=== What is asked ===
Render all the entries below as a two-column CSV with the headers instruction and response, one row per entry. Put each entry's text and its answer in separate quoted fields, replace line breaks with spaces, and leave out the pictures.

[Excerpts from a dataset on pointing at objects]
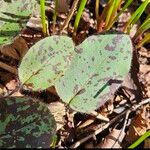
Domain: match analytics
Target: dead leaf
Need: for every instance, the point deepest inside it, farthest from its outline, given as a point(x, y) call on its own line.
point(113, 140)
point(138, 127)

=== Answer ===
instruction,response
"Domain: match analytics Target: dead leaf Need: for every instance, the point deepest inside it, farthest from its outline, given as a point(x, y) call on its own line.","point(113, 140) point(138, 127)"